Under current laws, Davison would still be rotting behind bars for his original crimes, but the sentencing guidelines and "good time" credits from the time of his trials allowed for his pending release, according to the DA statement.
Current law does allow the imposition of mental health reviews for sexually violent convicts who have completed their criminal sentences. That's what the DA did in 2000, arguing that Davison poses a continued threat to the community. Evaluators disagreed and Davison was freed, but numerous parole violations through 2002 landed him back behind bars.
When his release loomed again, evaluators this time determined Davison posed a danger to society and he was ordered to undergo treatment at Coalinga State Mental Hospital in 2005. The DA says the same evaulators changed their minds in 2008, contending that Davison did not have a current diagnosable mental disorder that would allow the state to keep him in a mental hospital. That led to the latest civil trial.

Data excerpts:

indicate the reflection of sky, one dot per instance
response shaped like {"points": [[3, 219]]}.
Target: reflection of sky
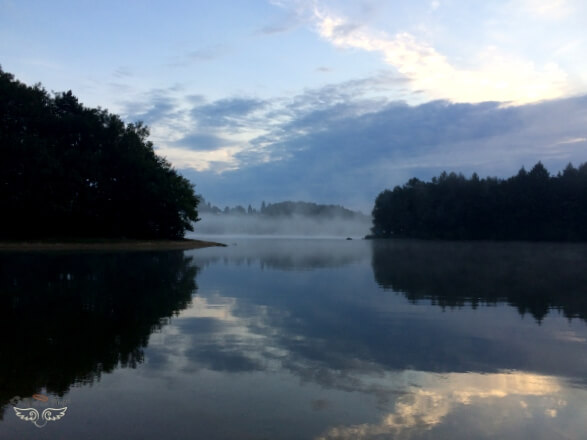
{"points": [[314, 341], [283, 341]]}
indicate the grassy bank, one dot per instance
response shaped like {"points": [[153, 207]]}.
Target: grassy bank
{"points": [[104, 245]]}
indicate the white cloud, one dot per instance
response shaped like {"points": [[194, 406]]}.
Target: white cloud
{"points": [[433, 398], [219, 160], [549, 9], [498, 76]]}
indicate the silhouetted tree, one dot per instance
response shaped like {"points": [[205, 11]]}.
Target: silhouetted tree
{"points": [[529, 206], [72, 171]]}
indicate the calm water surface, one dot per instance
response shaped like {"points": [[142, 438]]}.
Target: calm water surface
{"points": [[296, 339]]}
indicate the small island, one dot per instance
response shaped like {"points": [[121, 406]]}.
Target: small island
{"points": [[73, 177], [530, 206]]}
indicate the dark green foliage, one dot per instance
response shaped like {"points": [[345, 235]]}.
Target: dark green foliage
{"points": [[529, 206], [71, 171]]}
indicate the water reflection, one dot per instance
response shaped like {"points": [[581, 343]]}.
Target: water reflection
{"points": [[67, 318], [290, 339], [533, 277]]}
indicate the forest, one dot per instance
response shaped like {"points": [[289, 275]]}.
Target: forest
{"points": [[532, 206], [68, 171]]}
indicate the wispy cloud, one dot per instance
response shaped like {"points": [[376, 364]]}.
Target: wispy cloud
{"points": [[498, 77]]}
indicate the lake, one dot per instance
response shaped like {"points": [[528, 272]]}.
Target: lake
{"points": [[296, 339]]}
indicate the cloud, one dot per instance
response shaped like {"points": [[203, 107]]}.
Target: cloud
{"points": [[229, 112], [429, 403], [347, 152], [203, 54], [202, 142], [498, 77]]}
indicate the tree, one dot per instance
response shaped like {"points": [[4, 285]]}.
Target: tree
{"points": [[529, 206], [72, 171]]}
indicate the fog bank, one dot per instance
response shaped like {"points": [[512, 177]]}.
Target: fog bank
{"points": [[295, 225]]}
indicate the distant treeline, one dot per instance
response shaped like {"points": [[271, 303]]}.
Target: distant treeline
{"points": [[284, 209], [529, 206], [71, 171]]}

Work instruction 1: In the passage about Davison's case, what allowed his release to be pending even though current laws would have kept him behind bars for his original crimes? Answer in one to three sentences.
Work instruction 2: Write the next part of the passage about Davison's case, continuing after its final sentence.

Task answer 1: According to the DA statement, the sentencing guidelines and "good time" credits from the time of his trials allowed for his pending release.

Task answer 2:
The DA's office maintains it presented the court detailed evidence from the prior cases, Davison's previous criminal history (which included a 1989 residential burglary) and his time out in the community, where, according to prosecutors, he displayed a preoccupation with sex, was violent towards ex-girlfriends, stalked an ex-girlfriend and lacked the ability to follow rules under parole supervision.
One evaluator testified that Davison had a mental disorder, but none would tell the judge it would predispose him to criminal sexual acts that would make him a menace to others, according to the DA statement, which goes on to say the same evaluaor did say Davison's scores on actuarial instruments that measure sexual recidivism matched those of people likely to reoffend.